> Document extract
* Start *
I agree. They are great! They are also very fair and honest. If the shipping cost goes over what it ends up being at the time of delivery, they will reimburse your account. Great customer service and so fast too! I can really appreciate this because I know what it takes to get things out in the mail for customers and to take the extra step to reimburse anything that may go over regarding shipping. 

Thanks so much, Sweet Aquatics!


----------



## Mean Harri

The Red Rubin
Linky:

Sweet Aquatics


----------



## HollyinWA

Mean Harri said:


> The Red Rubin
> Linky:
> 
> Sweet Aquatics


 
I like that one too. I almost got that one in my last order but since i have the Red Melon I thought they would be too close and I would not have room for the location it would need to be. I am going to have to get another big tank for my new plant addiction! ;-)
* End *
> What is being asked
Carry on the forum thread about Sweet Aquatics and its aquarium plants from the point where it stops.

> Record list
* Start *
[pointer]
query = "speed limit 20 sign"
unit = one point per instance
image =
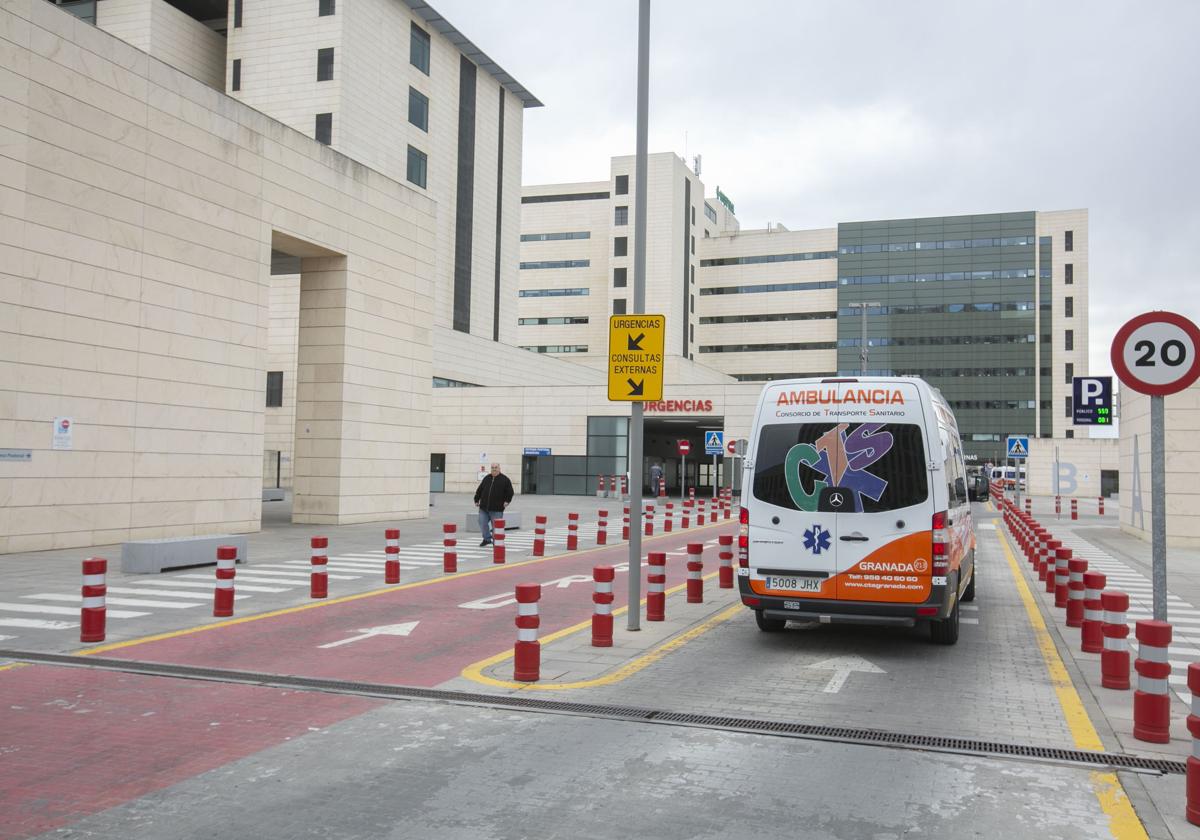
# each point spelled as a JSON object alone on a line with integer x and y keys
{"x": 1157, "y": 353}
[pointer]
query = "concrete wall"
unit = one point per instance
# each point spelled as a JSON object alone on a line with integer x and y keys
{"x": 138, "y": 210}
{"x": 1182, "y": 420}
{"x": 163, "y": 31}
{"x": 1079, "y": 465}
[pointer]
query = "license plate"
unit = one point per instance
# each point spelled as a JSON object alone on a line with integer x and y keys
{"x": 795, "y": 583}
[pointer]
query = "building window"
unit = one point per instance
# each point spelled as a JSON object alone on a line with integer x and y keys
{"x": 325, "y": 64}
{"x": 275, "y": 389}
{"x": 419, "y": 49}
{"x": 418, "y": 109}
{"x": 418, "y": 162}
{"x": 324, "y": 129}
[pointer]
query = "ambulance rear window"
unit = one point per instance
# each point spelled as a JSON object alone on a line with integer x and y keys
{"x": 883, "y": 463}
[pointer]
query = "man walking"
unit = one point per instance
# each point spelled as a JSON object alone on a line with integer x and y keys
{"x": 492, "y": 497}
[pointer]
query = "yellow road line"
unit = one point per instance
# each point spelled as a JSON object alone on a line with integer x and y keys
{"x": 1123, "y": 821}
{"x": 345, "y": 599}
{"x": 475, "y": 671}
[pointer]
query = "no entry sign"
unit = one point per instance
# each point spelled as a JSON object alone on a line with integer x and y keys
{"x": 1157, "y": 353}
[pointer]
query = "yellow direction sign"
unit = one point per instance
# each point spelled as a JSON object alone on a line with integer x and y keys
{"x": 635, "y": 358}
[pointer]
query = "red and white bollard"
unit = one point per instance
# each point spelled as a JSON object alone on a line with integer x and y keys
* End *
> Expected answer
----------



## Pep

Shame they don't ship to Canada..... Sounds like a great place with fantastic service


----------



## LisaC144

I am torn between the Red Melon and Red Rubin.....hmmmm......


----------



## HollyinWA

LisaC144 said:


> I am torn between the Red Melon and Red Rubin.....hmmmm......


Hi Lisa,

From what I can tell with Eric's pictures, the Red Rubin will come taller than the Red Melon that I got. The leaves are shaped differently too. The Red Rubin looks longer and narrower...the leaves...and the melon are cute little oval leaves that I think do get get a little narrower as they mature. I already have new growth and the leaves that are getting more mature are getting a little more elongated. The Red Melon that I got came in the pots and are real short....not around 2" inches tall or not much more than that. They look really cute in the front. I really love them. However, I am sure I would like the Red Rubin too. I wanted something to put toward the front to mid that was not too tall. They will get taller but for now they are nice and they will still look good a little taller. I am not sure which one is the tallest at maturity. I think maybe the Rubins. HTH

~Holly


----------



## Mean Harri

I like the Red Rubin. It has a reddish tint to it. I can't wait to see it big and grown.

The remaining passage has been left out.